Text segment:
---*---

Subject to the limitations listed below, we hereby grant you a non-exclusive, non-transferable, revocable license to access our Website(s) in conjunction with the Affiliate Program and use the Company IP solely and exclusively in conjunction with identifying our Company and brand on the Affiliate Site to send customers to the Affiliate links we provide. You may not modify the Company IP in any way and you are only permitted to use the Company IP if you are an Affiliate in good standing with us.
We may revoke this license at any time and if we find that you are using the Company IP in any manner not contemplated by this Agreement, we reserve the right to immediately terminate this Agreement.
Other than as provided herein, you are not permitted to use any of the Company IP or any confusingly similar variation of the Company IP without our express prior written permission. This includes a restriction on using the Company IP in any domain or website name, in any keywords or advertising, in any metatags or code, or in any way that is likely to cause consumer confusion.

---*---

Given information:
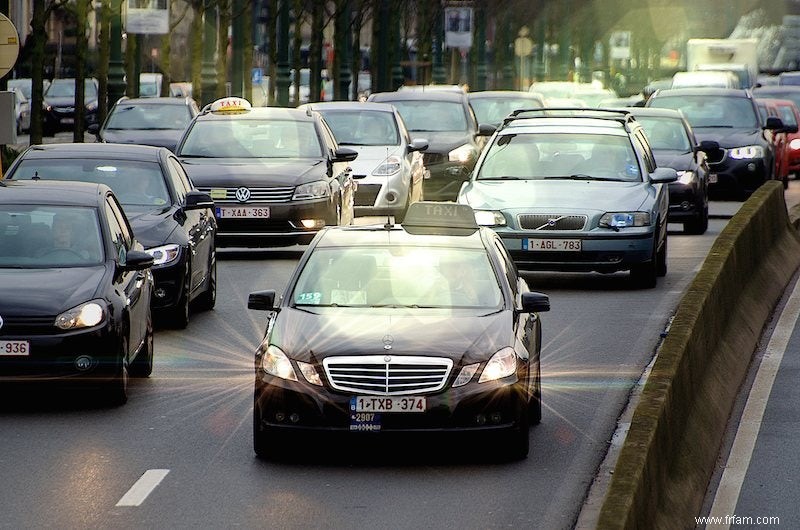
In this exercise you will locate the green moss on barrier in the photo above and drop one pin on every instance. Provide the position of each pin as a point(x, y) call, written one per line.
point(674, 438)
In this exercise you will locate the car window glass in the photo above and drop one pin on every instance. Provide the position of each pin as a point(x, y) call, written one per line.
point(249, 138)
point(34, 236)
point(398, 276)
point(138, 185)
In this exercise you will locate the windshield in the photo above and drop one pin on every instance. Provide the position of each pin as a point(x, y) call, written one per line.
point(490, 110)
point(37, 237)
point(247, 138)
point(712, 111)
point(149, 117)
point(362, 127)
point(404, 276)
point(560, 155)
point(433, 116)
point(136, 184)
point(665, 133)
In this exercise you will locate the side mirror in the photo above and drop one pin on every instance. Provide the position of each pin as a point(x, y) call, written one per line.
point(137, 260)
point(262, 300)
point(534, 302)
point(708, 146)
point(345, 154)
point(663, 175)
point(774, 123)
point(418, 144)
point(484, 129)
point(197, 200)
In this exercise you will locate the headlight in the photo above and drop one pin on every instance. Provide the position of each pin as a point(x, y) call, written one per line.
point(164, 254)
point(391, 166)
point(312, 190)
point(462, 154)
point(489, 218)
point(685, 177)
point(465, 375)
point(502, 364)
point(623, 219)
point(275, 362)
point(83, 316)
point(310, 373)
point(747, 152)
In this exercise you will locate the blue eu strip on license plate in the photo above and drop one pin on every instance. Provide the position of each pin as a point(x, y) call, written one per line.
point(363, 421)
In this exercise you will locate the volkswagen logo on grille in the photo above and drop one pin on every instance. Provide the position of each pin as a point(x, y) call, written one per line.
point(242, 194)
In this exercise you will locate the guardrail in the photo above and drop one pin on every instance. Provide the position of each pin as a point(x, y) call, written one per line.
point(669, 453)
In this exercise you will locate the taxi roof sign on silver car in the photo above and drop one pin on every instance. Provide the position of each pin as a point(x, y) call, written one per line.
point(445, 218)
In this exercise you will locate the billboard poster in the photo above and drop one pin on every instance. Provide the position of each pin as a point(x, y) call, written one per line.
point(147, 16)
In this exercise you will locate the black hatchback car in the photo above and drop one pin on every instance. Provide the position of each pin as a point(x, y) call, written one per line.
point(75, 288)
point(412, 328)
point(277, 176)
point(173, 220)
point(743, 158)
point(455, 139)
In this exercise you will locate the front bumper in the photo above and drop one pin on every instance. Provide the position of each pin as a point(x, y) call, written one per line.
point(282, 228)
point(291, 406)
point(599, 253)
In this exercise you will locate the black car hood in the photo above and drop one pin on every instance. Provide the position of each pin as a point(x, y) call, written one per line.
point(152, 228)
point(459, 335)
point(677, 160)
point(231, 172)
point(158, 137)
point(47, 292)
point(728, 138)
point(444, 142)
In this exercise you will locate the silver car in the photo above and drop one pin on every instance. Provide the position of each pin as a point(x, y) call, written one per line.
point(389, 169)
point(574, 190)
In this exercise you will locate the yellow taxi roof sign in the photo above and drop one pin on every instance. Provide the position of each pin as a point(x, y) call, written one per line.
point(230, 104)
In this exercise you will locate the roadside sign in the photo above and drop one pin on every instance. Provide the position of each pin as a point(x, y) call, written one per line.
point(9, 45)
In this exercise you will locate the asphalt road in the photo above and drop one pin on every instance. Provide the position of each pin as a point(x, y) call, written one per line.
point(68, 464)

---*---

Parts of the exercise:
A) Answer these from the affiliate license terms:
(i) What three qualities does the license granted to you have?
(ii) What does the company reserve the right to do if it finds the Company IP used in a manner the Agreement does not contemplate?
(iii) What kind of permission is required to use the Company IP other than as provided herein?
B) List every use of the Company IP that the affiliate license terms specifically name as included in the restriction.
C) Return the portion of the affiliate license terms starting with "Other than as" and going on through "cause consumer confusion.".

Answers per task:
A)
(i) It is non-exclusive, non-transferable, and revocable.
(ii) Immediately terminate this Agreement.
(iii) Express prior written permission.

B)
- In any domain or website name
- In any keywords or advertising
- In any metatags or code
- In any way that is likely to cause consumer confusion

C)
Other than as provided herein, you are not permitted to use any of the Company IP or any confusingly similar variation of the Company IP without our express prior written permission. This includes a restriction on using the Company IP in any domain or website name, in any keywords or advertising, in any metatags or code, or in any way that is likely to cause consumer confusion.